Go to the line containing "Look at the photo above. For each instance of the brown" in the listing below. Output that line and each later one exactly.

───── RAW DATA

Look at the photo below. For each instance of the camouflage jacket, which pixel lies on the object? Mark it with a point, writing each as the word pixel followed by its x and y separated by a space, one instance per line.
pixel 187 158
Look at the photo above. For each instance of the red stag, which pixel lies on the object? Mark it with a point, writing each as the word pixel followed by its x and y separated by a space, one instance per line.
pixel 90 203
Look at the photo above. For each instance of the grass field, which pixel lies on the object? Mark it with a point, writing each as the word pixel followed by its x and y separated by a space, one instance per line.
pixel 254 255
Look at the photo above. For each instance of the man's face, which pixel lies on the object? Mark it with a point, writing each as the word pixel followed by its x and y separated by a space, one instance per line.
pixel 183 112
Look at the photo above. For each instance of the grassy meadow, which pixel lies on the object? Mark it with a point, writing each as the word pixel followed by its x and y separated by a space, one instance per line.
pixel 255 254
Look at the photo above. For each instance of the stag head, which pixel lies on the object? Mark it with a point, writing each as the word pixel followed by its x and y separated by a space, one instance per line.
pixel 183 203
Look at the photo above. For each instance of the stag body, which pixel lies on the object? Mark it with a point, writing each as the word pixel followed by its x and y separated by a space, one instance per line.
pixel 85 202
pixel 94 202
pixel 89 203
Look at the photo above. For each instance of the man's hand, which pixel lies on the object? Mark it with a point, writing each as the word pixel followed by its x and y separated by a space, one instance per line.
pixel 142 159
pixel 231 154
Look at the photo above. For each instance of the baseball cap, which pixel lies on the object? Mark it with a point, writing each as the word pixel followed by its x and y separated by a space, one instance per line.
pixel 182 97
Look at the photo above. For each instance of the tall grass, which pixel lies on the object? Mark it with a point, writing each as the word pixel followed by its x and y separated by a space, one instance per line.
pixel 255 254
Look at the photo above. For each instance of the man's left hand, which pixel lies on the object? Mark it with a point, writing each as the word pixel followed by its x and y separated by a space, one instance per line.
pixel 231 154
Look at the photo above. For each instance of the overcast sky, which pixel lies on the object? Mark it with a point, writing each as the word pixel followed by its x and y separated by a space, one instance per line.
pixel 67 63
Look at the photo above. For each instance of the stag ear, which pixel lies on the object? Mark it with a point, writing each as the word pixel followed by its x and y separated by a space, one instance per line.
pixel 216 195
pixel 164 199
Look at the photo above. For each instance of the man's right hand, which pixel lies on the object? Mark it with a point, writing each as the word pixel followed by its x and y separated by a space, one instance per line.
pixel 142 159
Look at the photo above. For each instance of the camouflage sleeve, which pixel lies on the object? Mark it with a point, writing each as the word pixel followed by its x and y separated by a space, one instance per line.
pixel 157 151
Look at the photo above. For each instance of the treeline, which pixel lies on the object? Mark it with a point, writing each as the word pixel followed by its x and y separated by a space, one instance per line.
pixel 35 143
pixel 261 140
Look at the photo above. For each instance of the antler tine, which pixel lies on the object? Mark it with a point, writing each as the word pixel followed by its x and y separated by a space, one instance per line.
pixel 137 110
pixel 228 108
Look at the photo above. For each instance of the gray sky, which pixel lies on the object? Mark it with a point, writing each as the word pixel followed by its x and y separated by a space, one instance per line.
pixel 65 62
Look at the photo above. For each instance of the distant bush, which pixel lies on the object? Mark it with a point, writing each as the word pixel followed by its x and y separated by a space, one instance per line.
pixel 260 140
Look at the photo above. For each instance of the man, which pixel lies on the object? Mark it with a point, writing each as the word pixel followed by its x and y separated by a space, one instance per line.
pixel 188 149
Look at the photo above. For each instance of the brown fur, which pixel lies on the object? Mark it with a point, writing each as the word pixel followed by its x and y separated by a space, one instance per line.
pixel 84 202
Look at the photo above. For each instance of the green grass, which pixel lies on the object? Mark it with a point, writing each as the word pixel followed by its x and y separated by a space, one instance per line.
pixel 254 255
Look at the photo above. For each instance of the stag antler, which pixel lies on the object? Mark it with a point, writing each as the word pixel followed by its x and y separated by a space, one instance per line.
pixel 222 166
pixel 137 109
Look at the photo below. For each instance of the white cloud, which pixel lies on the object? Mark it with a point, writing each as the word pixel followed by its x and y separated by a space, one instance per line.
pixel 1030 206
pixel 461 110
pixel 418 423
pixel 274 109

──────────

SOLVED PROBLEM:
Look at the photo above. For each instance of the brown fur, which pixel lies on the object? Mark it with a point, writing each as the word pixel followed by its x and y separated by a space, one instance per line.
pixel 84 202
Look at the photo above. For each instance of the green grass, which pixel lies on the object? Mark it with a point, writing each as the word pixel followed by its x and y separated by a space, one instance per line.
pixel 254 255
Look at the photo above. For each instance of the stag antler, which pixel lies on the object? Mark it with a point, writing each as the word pixel followed by its x and y separated by a space, one instance per line.
pixel 222 166
pixel 137 109
Look at the photo below. For each instance of the white cloud, which pixel lies on the object? Mark it with a point, writing each as the word pixel followed by its x and y separated by a space, one instance per line.
pixel 1030 206
pixel 461 110
pixel 418 423
pixel 274 109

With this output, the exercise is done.